== Written request ==
Convert the listing below, from its start through the line containing "(1222, 125)", into a numbered list, skipping blank lines. Leave out the pictures.
─── Material provided ───
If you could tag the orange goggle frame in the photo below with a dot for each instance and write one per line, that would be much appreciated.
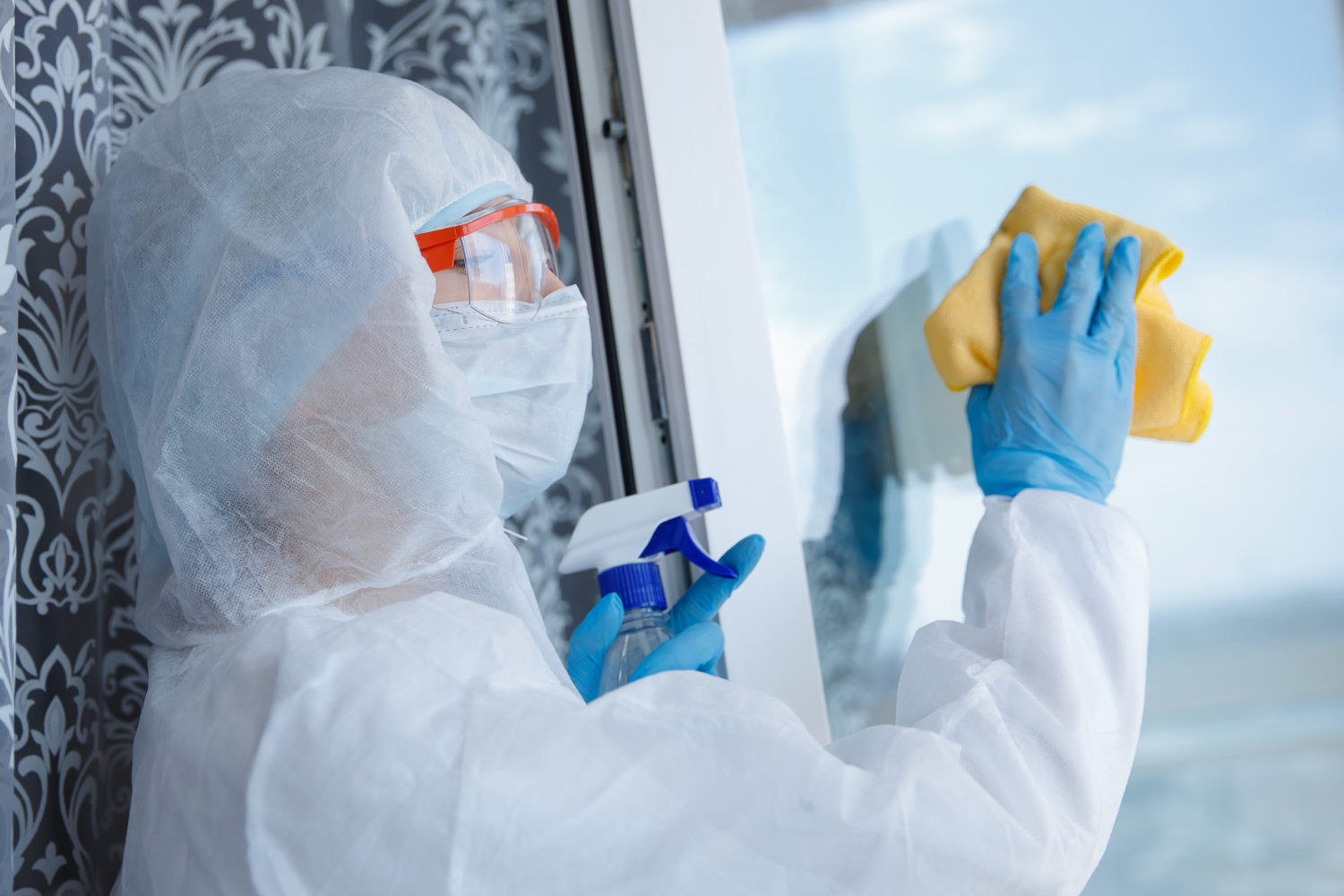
(440, 246)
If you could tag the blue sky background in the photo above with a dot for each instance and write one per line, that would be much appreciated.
(1222, 125)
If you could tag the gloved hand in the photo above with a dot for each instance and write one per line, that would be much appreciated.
(696, 642)
(1058, 411)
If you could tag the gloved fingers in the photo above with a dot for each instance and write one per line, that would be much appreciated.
(703, 599)
(1077, 300)
(1115, 319)
(698, 648)
(1019, 298)
(589, 643)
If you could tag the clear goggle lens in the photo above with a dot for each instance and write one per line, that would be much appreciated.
(500, 269)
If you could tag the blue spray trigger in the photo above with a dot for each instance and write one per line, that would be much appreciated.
(675, 535)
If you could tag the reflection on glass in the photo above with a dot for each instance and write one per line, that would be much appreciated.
(884, 140)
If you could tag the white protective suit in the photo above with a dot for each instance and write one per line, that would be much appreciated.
(351, 691)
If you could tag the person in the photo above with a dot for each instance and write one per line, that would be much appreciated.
(349, 686)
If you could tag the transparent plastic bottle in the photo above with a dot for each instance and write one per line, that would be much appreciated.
(642, 630)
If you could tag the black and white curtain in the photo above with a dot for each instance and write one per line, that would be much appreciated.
(78, 75)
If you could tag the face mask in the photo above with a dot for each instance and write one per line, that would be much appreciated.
(530, 383)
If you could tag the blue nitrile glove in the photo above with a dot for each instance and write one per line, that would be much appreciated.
(1058, 411)
(696, 642)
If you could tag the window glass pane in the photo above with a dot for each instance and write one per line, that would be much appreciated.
(883, 144)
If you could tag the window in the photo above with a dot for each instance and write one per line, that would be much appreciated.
(883, 142)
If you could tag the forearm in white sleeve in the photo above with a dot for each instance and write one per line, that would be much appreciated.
(1038, 694)
(470, 769)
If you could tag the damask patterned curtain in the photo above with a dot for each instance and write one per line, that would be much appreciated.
(78, 77)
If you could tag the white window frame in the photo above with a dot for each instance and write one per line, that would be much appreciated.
(691, 228)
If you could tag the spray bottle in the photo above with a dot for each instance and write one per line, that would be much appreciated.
(623, 540)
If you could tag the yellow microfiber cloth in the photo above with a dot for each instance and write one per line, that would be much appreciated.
(1171, 401)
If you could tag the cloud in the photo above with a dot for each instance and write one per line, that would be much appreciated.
(1013, 120)
(1316, 136)
(1214, 132)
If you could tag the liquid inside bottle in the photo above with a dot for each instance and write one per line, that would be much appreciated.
(642, 630)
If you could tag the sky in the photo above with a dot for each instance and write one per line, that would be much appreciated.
(870, 125)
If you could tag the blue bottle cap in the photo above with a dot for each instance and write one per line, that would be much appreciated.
(639, 584)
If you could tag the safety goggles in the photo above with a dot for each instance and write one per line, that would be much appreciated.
(496, 261)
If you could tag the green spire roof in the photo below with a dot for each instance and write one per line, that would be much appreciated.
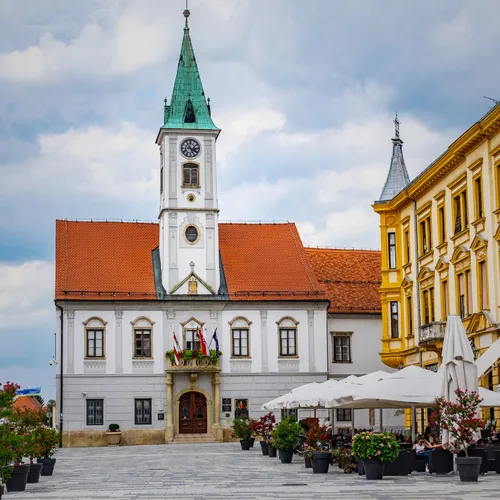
(189, 108)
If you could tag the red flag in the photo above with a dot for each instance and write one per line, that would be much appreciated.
(203, 344)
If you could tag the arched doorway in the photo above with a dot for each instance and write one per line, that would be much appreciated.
(192, 413)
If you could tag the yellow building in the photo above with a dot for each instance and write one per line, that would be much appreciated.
(440, 240)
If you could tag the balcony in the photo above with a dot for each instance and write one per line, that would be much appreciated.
(432, 332)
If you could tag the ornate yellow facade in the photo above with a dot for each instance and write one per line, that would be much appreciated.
(440, 240)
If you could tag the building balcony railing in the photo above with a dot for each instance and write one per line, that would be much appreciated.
(432, 332)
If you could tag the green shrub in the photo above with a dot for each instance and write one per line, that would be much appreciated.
(381, 446)
(286, 436)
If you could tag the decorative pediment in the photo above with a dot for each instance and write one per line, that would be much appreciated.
(459, 254)
(478, 243)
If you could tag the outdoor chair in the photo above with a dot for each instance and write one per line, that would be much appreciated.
(440, 461)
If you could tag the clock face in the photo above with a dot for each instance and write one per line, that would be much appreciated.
(190, 148)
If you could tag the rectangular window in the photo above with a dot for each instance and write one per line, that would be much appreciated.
(460, 212)
(483, 286)
(442, 225)
(425, 236)
(95, 411)
(288, 342)
(191, 340)
(95, 344)
(394, 320)
(445, 311)
(143, 412)
(407, 246)
(142, 343)
(344, 415)
(342, 348)
(478, 194)
(392, 250)
(409, 312)
(240, 342)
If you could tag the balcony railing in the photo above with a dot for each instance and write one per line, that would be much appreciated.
(432, 332)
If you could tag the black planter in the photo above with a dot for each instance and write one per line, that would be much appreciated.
(286, 456)
(34, 474)
(264, 446)
(245, 444)
(48, 465)
(18, 478)
(468, 468)
(321, 462)
(373, 469)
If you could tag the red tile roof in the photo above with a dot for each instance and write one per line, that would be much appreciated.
(352, 278)
(113, 261)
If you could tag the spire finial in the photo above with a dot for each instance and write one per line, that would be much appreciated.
(396, 125)
(186, 12)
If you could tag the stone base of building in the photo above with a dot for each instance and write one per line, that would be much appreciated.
(84, 439)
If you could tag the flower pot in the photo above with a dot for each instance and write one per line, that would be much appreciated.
(245, 444)
(48, 465)
(468, 468)
(320, 462)
(18, 478)
(286, 456)
(34, 474)
(264, 446)
(113, 438)
(373, 469)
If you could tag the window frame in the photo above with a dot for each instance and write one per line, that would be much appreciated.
(143, 400)
(341, 336)
(94, 400)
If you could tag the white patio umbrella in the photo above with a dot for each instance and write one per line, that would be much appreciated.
(458, 368)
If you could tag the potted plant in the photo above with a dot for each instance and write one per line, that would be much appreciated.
(243, 431)
(49, 443)
(374, 449)
(460, 420)
(317, 439)
(113, 435)
(285, 438)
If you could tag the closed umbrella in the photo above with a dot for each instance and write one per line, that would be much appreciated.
(458, 368)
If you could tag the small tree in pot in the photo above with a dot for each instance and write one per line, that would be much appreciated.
(285, 438)
(243, 431)
(374, 449)
(460, 420)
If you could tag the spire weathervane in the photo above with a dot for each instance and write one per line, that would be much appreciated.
(396, 125)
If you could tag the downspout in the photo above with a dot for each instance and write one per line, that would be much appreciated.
(61, 374)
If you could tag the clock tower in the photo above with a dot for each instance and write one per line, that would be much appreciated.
(189, 249)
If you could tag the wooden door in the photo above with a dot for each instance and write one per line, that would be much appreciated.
(192, 413)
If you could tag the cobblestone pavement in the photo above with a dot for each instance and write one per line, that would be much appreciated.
(220, 471)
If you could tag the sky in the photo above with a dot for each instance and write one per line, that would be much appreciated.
(304, 91)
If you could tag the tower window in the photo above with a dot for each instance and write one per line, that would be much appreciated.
(190, 175)
(192, 234)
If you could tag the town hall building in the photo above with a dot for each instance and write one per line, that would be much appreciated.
(136, 302)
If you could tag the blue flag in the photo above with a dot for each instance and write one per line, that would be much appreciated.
(214, 337)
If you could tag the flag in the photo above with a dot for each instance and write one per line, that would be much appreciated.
(214, 337)
(203, 344)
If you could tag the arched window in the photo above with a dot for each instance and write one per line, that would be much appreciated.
(142, 334)
(240, 337)
(95, 338)
(190, 175)
(287, 337)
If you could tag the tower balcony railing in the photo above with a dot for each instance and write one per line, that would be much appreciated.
(432, 332)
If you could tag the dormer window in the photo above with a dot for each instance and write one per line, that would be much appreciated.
(190, 175)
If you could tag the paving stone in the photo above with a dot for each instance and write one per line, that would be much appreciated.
(220, 471)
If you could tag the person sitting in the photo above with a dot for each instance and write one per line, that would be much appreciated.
(422, 447)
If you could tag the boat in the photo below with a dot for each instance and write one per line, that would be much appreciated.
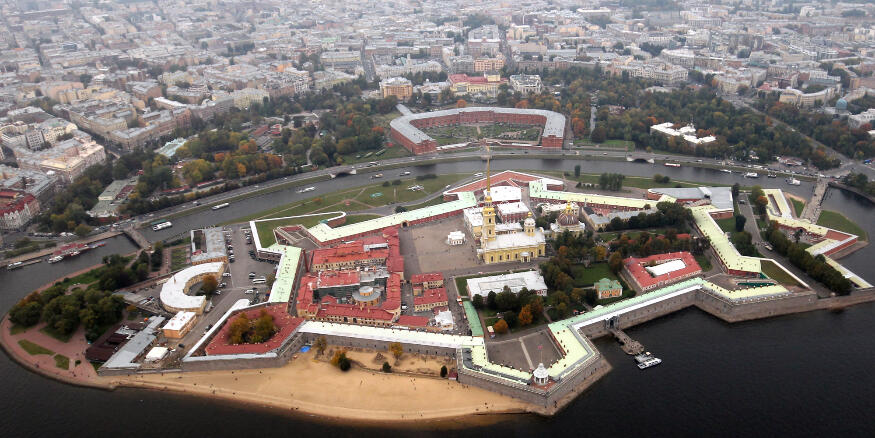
(647, 360)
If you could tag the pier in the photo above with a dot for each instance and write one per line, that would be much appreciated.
(629, 345)
(137, 238)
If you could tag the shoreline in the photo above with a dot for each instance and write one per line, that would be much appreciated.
(315, 410)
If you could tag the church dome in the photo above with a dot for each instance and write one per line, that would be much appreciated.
(568, 217)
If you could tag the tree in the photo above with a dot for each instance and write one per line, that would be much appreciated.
(209, 285)
(320, 344)
(740, 220)
(500, 327)
(396, 349)
(477, 301)
(616, 262)
(525, 316)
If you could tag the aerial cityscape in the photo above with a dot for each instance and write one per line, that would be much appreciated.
(478, 218)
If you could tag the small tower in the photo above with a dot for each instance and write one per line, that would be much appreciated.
(529, 225)
(541, 376)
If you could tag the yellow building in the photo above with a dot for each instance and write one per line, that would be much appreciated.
(511, 247)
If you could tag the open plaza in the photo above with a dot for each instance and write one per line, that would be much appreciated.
(365, 286)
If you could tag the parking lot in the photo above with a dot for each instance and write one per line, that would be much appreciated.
(524, 352)
(425, 249)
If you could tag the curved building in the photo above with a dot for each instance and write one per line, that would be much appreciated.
(407, 130)
(173, 292)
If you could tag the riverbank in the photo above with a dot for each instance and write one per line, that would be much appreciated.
(310, 386)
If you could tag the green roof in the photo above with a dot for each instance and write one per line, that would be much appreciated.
(286, 274)
(720, 243)
(537, 190)
(473, 319)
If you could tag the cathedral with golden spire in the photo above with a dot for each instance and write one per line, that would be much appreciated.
(511, 247)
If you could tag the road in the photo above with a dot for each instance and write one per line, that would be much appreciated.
(751, 227)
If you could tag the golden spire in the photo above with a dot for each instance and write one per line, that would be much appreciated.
(488, 157)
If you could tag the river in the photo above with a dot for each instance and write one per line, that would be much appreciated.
(797, 375)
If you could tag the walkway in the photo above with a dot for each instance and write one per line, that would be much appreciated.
(813, 208)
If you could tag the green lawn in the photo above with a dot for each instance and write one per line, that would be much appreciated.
(704, 262)
(776, 273)
(34, 349)
(51, 332)
(584, 277)
(62, 362)
(727, 225)
(356, 218)
(798, 205)
(396, 151)
(839, 222)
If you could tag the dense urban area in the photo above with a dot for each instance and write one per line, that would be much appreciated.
(118, 118)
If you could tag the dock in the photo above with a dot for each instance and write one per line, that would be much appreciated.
(629, 345)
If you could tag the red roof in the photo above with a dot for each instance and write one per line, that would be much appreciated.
(430, 276)
(286, 325)
(635, 267)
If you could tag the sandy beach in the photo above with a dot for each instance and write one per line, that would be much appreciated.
(311, 386)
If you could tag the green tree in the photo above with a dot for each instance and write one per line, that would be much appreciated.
(740, 220)
(209, 285)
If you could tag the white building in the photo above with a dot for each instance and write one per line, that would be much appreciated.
(526, 84)
(531, 280)
(455, 238)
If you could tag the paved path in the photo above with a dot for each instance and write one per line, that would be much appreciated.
(812, 209)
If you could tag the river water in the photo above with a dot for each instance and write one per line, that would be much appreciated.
(797, 375)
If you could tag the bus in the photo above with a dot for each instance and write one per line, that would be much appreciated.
(161, 226)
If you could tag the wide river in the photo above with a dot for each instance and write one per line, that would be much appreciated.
(798, 375)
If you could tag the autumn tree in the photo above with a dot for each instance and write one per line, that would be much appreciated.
(320, 344)
(396, 349)
(500, 327)
(616, 262)
(525, 316)
(238, 329)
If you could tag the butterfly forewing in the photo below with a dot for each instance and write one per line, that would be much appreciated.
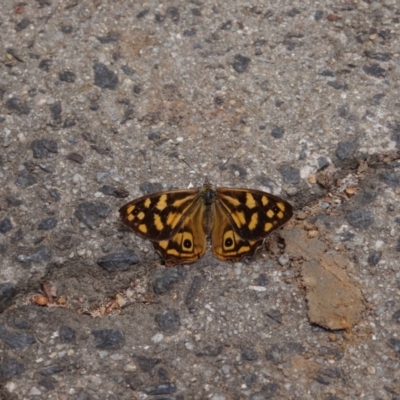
───
== Result of this task ==
1. If you could tag the orange goggle frame in the photo below with a dot for each instance and write one per line, that would be much appreciated.
2. (440, 246)
3. If you could tag the blue sky background in the photo above with a dot for each instance and write one per line, that would be much appreciated.
4. (1222, 125)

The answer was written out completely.